The report also found that unemployment and underemployment are “acute problems for military veterans,” many of whom began returning home just as the 2008 recession hit.

“In the United States we valorize our vets with words and posters and signs, but we don’t give the what’s really important to Americans…jobs,” anthropologist Sharon Abramowitz told journalist Sebastian Junger for his new book, Tribe: On Homecoming and Belonging. “All the praise in the world doesn’t mean anything if you’re not recognized by society as someone who can contribute valuable labor.”

Junger identifies a sense of alienation among soldiers who leave the battlefield — where they sleep “shoulder-to-shoulder with other people that you would die for” — and arrive home to carpools, nuclear families, and individualism. This transition can lead to a sort of existential crisis that is often mistaken for PTSD, Junger argues.

What little is known about Johnson, who shot at police officers, sniper-style, during a Dallas protest on July 7, seems to indicate he suffered many of these issues.

Johnson, an Army Reservist, served in Afghanistan for nine months in 2013 and 2014, according to Army spokesman Wayne Hall. The 25-year-old became a “hermit” after he returned, his mother told The Blaze, and never re-entered the traditional workforce. He was paid to take care of his autistic brother. It’s not clear whether he was ever treated for post-traumatic stress. But news reports say that even getting an appointment at the VA for a back injury felt insurmountable to him. “He became overwhelmed by the hassle and paperwork and gave up,” the Dallas Morning News reported.

#### [Supplied data]
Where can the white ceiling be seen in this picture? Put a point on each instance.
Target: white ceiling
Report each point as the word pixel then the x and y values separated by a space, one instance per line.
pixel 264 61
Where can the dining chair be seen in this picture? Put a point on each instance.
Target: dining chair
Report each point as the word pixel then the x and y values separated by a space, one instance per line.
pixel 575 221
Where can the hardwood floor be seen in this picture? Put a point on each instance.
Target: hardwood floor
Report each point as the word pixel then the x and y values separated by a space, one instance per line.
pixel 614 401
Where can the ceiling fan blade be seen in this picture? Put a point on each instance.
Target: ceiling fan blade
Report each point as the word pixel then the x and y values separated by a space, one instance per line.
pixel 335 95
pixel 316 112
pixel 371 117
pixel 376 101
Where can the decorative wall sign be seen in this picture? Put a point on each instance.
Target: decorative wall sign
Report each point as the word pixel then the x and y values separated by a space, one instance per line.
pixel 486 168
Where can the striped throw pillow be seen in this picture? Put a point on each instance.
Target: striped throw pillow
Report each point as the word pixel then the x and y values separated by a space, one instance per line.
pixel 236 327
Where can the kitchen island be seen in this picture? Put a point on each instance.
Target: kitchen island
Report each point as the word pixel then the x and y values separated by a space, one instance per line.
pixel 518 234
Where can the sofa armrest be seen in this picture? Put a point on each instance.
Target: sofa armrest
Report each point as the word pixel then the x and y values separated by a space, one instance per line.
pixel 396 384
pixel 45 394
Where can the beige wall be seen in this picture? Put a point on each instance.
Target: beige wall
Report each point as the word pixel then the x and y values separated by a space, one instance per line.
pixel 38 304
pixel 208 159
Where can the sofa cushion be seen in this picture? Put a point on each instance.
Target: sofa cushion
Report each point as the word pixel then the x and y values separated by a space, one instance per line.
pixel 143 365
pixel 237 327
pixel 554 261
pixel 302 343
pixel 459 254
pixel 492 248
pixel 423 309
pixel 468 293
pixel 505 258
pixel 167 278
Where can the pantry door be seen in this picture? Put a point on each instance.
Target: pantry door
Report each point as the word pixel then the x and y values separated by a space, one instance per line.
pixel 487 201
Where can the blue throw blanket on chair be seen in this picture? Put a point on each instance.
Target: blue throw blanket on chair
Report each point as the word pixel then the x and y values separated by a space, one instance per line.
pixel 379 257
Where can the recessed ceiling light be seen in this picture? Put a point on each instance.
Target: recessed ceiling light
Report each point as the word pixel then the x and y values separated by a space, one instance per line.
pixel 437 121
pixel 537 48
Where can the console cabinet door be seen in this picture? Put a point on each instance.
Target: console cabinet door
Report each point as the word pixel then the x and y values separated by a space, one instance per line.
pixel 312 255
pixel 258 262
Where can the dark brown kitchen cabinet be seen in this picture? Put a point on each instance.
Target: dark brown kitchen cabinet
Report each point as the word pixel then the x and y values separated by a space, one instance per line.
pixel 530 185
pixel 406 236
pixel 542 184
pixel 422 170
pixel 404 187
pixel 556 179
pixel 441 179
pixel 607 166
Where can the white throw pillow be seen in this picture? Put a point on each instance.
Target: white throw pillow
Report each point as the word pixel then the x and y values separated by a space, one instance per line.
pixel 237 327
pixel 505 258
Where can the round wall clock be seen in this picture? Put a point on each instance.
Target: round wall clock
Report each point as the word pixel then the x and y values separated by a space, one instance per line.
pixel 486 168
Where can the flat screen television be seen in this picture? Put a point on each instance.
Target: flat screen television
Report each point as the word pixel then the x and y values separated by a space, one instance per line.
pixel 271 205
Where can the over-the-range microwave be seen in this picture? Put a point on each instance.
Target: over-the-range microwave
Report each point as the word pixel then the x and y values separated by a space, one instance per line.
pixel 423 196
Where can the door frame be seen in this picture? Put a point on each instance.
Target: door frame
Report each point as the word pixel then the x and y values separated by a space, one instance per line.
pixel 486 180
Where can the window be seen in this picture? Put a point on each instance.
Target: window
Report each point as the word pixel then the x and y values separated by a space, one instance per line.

* * *

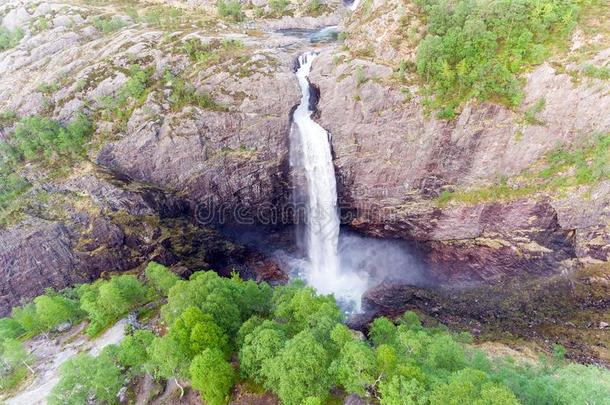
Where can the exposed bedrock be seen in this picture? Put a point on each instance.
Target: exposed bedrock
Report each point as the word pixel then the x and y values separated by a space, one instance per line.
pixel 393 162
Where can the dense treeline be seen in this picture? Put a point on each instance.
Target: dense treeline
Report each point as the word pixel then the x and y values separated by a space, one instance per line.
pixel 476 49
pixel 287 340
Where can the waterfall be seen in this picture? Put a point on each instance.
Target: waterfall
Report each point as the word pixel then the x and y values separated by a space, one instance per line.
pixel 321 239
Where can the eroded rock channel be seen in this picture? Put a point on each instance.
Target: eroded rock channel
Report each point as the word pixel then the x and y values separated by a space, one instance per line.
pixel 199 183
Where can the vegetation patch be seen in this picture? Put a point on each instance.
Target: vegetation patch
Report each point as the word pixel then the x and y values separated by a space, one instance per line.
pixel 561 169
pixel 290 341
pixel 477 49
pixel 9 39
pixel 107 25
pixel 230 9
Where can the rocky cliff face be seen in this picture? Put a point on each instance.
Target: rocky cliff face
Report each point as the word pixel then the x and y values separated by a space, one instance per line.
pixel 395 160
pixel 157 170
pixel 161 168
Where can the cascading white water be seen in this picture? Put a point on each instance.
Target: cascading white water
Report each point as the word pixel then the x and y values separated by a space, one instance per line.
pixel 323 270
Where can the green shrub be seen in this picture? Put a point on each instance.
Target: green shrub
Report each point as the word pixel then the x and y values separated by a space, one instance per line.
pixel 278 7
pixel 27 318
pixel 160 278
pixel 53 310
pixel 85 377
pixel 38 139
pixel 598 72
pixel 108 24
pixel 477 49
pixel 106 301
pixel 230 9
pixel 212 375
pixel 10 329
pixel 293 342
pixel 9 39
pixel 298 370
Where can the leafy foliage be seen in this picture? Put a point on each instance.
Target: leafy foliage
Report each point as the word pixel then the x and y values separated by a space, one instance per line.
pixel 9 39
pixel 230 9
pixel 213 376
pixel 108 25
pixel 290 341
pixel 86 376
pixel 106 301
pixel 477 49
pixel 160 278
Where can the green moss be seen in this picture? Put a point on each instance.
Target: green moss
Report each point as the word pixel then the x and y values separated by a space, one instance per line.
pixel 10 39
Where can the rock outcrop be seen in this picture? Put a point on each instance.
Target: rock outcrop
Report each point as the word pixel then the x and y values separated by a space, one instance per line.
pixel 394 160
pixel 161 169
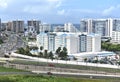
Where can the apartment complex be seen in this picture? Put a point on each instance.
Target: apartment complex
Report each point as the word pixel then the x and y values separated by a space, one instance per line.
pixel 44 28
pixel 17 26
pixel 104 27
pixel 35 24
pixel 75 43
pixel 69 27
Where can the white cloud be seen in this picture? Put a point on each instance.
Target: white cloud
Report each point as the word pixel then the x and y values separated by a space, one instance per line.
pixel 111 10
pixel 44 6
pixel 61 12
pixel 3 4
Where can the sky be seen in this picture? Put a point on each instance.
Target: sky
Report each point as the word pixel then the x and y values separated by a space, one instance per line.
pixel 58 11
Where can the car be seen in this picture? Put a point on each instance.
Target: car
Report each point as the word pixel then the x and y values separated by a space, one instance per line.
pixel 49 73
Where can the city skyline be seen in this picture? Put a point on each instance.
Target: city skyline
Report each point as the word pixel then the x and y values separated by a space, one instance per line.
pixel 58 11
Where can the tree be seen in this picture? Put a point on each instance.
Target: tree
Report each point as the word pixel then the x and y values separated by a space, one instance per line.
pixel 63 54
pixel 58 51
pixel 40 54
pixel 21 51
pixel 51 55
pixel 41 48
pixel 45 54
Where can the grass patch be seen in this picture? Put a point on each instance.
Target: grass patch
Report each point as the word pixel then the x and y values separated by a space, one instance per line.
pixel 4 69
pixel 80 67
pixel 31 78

#### [Parts of the exercise]
**A)** Copy out the veterans excerpt word for word, everything from "Junger identifies a" down to "PTSD, Junger argues.".
**B)** Carry on writing the veterans excerpt from its last sentence.

#### [Answers provided]
**A)**
Junger identifies a sense of alienation among soldiers who leave the battlefield — where they sleep “shoulder-to-shoulder with other people that you would die for” — and arrive home to carpools, nuclear families, and individualism. This transition can lead to a sort of existential crisis that is often mistaken for PTSD, Junger argues.

**B)**
Johnson’s transition home may have been even more troubled because it was coupled with a loss of community. He was disciplined, separated from his unit, and ultimately discharged from the Army as a result of a sexual harassment claim by a former friend and unit-mate, according to several news reports. “He broke down after that a little bit because they ostracized him,” one soldier told the Dallas Morning News. “All of his friends started unfollowing him on Facebook. They wouldn't deal with him, they wouldn't talk to him.”

The sense of alienation and disconnect on return may be compounded among African-American soldiers, who risk their lives for their country only to come home to a drumbeat of news about African-Americans killed by police.

This may have been the case with Long, a former Marine who shot six officers in Baton Rouge on Sunday, killing three. He deployed to Iraq for seven months in 2008 and 2009, according to Marines spokeswoman Yvonne Carlock. In emails, YouTube videos, and other social media posts, Long wrote about the July 5 killing of Alton Sterling by Baton Rouge police, and advocated armed resistance to the oppression of African-Americans.

Long, 29, told friends he suffered from PTSD, CNN reported Wednesday.

Neither Long nor Johnson held combat positions. Johnson was a carpentry and masonry specialist who did construction work at a forward operating base, and Long was a data network specialist. But research shows even deployments off the battlefield can lead to PTSD and other problems transitioning home.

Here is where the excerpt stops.